RECORD EXTRACTS:
START

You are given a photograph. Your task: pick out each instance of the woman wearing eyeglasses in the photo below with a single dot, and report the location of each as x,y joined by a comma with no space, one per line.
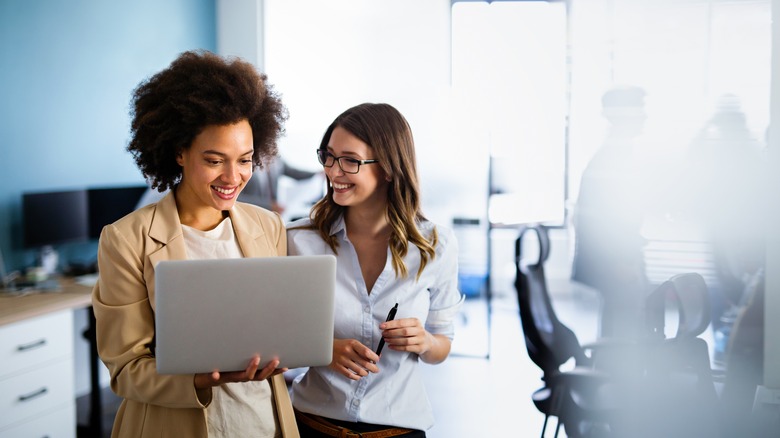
388,253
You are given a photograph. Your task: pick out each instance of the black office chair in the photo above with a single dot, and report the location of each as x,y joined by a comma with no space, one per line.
576,397
676,396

END

SHORT PROBLEM: Please render the lines above as a JSON list of strings, one string per line, skipping blank lines and leaving out the pictures.

COMPLETED EXERCISE:
[
  "You are given a photograph. Your task: pick out each instance of the woman wearing eyeglasses in the photo below with a single dot, and report the location of each as x,y joined by a comma with no space, one per line.",
  "388,253",
  "You are given a photograph. Your task: pick out each instance of the black office chair in the photo above with a single dot, and report the location of each as x,y joined by a comma with no space, one per line.",
  "576,397",
  "676,396"
]